Lines of data:
================================

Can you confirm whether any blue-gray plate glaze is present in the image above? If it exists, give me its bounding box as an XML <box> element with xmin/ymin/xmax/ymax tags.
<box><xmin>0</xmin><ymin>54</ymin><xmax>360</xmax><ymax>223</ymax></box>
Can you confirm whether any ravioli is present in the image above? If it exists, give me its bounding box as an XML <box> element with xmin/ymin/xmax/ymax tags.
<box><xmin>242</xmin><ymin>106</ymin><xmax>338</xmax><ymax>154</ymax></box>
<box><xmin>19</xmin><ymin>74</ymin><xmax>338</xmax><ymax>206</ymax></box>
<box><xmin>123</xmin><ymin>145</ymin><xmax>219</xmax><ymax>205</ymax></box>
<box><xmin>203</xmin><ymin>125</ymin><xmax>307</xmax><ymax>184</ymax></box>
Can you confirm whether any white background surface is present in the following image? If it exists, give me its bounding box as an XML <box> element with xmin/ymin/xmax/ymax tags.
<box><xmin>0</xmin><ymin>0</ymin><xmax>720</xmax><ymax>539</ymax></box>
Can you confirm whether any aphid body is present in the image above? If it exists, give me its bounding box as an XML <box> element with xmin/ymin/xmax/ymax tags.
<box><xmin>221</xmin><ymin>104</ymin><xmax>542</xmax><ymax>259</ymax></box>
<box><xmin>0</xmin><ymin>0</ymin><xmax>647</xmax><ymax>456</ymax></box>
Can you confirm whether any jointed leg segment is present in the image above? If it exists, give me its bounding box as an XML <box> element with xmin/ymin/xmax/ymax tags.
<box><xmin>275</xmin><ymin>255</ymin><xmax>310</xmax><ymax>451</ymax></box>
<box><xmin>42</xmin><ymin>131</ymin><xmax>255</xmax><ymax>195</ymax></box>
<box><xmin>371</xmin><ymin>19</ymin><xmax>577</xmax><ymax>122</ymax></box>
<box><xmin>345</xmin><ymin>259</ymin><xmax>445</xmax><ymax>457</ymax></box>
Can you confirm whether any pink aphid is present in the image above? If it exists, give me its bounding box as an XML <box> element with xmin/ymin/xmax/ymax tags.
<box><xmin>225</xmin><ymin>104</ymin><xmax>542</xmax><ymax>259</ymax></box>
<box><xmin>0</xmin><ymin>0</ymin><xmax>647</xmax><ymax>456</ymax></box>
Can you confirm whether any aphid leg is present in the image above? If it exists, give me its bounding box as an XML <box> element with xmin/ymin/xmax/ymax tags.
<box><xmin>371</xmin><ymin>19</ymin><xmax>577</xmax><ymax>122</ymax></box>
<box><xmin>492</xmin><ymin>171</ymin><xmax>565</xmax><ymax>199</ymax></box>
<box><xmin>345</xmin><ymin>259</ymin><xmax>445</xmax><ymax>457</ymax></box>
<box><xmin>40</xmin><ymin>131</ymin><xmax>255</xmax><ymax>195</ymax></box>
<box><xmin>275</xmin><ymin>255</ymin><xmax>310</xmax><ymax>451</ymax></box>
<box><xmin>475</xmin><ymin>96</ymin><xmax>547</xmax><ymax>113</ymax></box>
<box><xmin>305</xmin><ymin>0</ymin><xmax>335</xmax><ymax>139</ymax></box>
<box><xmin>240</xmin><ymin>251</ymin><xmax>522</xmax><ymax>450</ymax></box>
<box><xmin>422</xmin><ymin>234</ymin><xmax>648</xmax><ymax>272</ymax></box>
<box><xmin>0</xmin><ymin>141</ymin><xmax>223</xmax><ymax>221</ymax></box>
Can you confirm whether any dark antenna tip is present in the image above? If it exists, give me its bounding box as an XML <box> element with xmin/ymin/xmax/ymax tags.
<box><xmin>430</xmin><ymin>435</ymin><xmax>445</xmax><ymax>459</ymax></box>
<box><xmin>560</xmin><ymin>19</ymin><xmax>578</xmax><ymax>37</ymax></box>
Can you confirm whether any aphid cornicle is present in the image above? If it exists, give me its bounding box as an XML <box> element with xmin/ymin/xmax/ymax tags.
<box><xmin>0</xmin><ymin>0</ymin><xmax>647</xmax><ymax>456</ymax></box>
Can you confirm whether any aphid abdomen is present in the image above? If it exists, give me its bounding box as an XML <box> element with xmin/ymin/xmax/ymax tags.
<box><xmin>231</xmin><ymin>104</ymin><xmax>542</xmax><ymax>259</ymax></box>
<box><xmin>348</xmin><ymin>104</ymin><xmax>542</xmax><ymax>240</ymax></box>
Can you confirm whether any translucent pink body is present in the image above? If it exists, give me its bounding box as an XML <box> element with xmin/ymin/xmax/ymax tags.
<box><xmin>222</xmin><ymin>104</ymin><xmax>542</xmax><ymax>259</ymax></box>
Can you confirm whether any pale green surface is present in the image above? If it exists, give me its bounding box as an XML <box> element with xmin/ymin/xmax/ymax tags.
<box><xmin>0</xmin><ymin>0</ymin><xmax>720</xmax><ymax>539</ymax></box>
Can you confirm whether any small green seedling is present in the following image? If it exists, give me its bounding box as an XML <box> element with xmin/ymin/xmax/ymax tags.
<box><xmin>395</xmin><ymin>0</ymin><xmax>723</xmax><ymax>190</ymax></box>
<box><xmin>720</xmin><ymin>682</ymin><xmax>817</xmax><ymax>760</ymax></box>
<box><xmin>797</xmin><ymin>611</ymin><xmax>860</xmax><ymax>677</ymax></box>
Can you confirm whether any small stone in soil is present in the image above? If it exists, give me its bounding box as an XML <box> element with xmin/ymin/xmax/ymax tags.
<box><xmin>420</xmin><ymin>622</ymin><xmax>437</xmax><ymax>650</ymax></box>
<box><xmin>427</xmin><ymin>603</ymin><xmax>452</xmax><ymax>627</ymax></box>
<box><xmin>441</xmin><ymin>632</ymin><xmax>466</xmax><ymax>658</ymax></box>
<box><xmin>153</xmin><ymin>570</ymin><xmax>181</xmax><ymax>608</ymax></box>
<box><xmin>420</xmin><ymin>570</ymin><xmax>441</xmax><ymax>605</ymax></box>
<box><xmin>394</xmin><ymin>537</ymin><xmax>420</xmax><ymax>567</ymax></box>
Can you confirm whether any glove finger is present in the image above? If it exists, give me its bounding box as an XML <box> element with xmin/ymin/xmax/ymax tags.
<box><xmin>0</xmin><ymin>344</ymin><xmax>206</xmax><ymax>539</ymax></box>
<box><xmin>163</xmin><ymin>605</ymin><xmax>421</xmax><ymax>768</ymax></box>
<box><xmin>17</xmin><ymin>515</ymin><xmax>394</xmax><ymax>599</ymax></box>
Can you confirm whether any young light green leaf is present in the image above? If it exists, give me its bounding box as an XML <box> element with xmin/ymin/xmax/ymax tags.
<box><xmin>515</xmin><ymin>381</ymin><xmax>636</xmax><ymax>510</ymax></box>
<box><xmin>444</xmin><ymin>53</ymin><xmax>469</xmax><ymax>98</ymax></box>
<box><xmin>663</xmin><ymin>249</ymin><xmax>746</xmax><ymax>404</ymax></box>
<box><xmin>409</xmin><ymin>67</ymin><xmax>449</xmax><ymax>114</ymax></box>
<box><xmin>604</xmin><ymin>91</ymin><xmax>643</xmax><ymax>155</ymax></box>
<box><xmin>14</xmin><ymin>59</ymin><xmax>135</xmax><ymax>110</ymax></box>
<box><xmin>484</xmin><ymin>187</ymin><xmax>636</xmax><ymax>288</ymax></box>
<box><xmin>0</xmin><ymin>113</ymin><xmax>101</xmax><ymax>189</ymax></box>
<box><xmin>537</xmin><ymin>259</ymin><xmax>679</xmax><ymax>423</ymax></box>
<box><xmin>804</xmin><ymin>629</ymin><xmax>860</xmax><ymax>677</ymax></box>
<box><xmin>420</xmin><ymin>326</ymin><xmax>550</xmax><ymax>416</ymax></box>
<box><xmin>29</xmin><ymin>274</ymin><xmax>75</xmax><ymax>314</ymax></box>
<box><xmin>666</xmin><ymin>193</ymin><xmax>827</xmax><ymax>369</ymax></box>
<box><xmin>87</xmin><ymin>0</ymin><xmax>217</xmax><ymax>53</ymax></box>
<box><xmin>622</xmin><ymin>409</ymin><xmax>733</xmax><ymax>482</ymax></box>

================================

Which lines in the listing contain the word "pink"? Gather every one of them.

→ **Full solution**:
Can you confirm whether any pink aphid is present in the image above? If it exists, give me its bounding box as an XML <box> element with xmin/ymin/xmax/ymax tags.
Can you confirm whether any translucent pink body is present in the image above? If it exists, give me its bounding box as an XML <box> element with xmin/ymin/xmax/ymax tags.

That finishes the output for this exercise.